Task objective —
Your answer should repeat the entries in full, exactly as given, with no pictures.

===

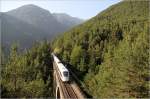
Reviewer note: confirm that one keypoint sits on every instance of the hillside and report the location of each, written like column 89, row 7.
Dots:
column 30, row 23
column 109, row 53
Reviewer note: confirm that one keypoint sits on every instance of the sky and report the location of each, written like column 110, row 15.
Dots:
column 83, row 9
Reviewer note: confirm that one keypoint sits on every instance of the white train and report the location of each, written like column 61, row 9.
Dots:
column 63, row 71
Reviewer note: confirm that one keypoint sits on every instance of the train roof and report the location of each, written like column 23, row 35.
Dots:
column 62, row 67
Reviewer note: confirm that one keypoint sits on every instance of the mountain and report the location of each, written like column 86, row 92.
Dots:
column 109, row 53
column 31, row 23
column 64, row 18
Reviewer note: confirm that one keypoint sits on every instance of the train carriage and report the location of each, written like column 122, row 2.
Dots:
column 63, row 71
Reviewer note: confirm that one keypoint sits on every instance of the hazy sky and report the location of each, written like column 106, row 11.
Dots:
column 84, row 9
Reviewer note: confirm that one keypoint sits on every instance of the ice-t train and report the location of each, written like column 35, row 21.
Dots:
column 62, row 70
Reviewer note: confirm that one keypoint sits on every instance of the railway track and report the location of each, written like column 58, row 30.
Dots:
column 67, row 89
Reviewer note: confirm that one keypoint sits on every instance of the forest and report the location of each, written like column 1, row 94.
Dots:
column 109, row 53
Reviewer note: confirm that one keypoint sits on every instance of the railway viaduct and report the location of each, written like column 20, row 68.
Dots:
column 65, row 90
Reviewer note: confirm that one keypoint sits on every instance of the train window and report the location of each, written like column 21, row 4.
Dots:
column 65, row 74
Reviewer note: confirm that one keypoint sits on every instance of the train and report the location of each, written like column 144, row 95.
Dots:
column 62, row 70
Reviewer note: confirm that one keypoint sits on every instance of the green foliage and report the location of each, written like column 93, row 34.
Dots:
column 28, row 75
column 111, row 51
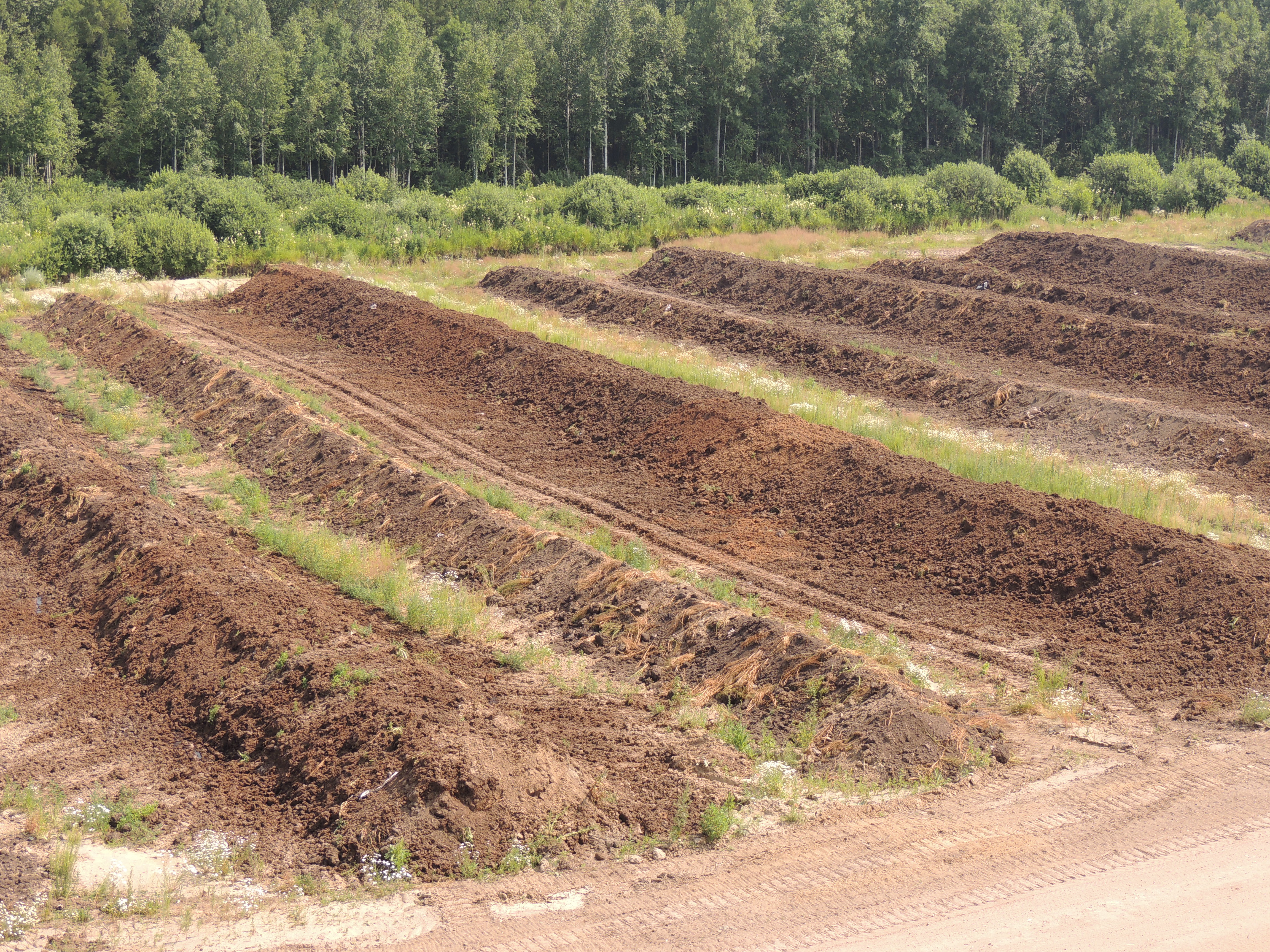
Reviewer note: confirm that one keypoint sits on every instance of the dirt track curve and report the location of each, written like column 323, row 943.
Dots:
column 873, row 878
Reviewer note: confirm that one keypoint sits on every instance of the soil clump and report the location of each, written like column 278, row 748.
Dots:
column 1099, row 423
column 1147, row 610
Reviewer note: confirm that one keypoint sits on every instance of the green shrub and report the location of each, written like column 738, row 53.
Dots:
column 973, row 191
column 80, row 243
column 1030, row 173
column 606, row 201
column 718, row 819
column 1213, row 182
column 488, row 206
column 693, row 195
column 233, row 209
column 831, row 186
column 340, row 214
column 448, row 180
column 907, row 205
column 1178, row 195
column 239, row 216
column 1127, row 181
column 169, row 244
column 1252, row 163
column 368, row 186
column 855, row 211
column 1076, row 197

===

Response to this exercise —
Reviewer note: confirm that one keypoint sits on every instance of the hillside and report the location of each, written like column 89, row 7.
Dots:
column 30, row 23
column 109, row 53
Reviewer note: confirm that one keypoint sits on every instance of the sky and report the location of each, written like column 110, row 15.
Dots:
column 83, row 9
Reviewer note: confirm that one keypoint sits on every instance of the white train and report the location of each, written like column 61, row 9.
Dots:
column 63, row 71
Reviewer note: confirm that one keypoint sits on every instance of the train roof and report the location of each, written like column 23, row 35.
Dots:
column 62, row 67
Reviewer note: confirm that one keypoint sits on every instance of the mountain and report the location of each, written like column 86, row 92.
Dots:
column 109, row 53
column 31, row 23
column 64, row 18
Reviewer note: confirm that one keypoint sits on every instance of the train carriage and report the location of each, written like column 122, row 2.
Dots:
column 63, row 71
Reviewer note: confirm that one keypoint sits on every instance of the hazy sky and report the location of each, written like column 106, row 11.
Dots:
column 84, row 9
Reviewer note: confirm that one keypoint sits on every instance of the ice-t train and report the location of each, written like column 35, row 21.
Dots:
column 62, row 70
Reviewer note: confirm that one keypoint sits on every instance of the railway track and report the location of each, written like column 58, row 30.
Dots:
column 67, row 89
Reviewer note: confirm that one keypoint sits on every instance of the forest and report the location of each, written like column 1, row 94.
Dots:
column 109, row 53
Reviewer note: confirm that one keypoint sits on every instance of the railway viaduct and report the location of each, written like column 20, row 68.
Dots:
column 65, row 90
Reviewer note: confirm that one keypoint sits on every instance of the train window and report the location of each, written like column 21, row 4.
Dots:
column 65, row 74
Reviewer note: confirm that one keypoint sits on every instance of the train and report the location of each, written like column 144, row 95.
Dots:
column 62, row 70
Reviewer note: confirm that one keypoint sits on every instance of the green foliage and report the location of each, written like column 93, row 34.
Dots:
column 28, row 75
column 111, row 51
Reviewer note: confirm that one keypoint sits on every instance of the dirt track curve and report the location of each, written like column 323, row 943.
Dots:
column 873, row 878
Reviewer note: confirm that one keypoint sits on every instance of the soil clump and report the location of each, written like column 278, row 748.
Dots:
column 1099, row 423
column 1147, row 610
Reviewer note: confirm that one keypoint sits on every instance of the green shrub and report the location of each, written like column 738, row 53.
Dots:
column 973, row 191
column 80, row 243
column 1030, row 173
column 606, row 201
column 718, row 819
column 1213, row 182
column 488, row 206
column 693, row 195
column 233, row 209
column 831, row 186
column 340, row 214
column 448, row 180
column 907, row 205
column 1178, row 195
column 239, row 216
column 1127, row 181
column 169, row 244
column 1252, row 163
column 368, row 186
column 855, row 211
column 1076, row 197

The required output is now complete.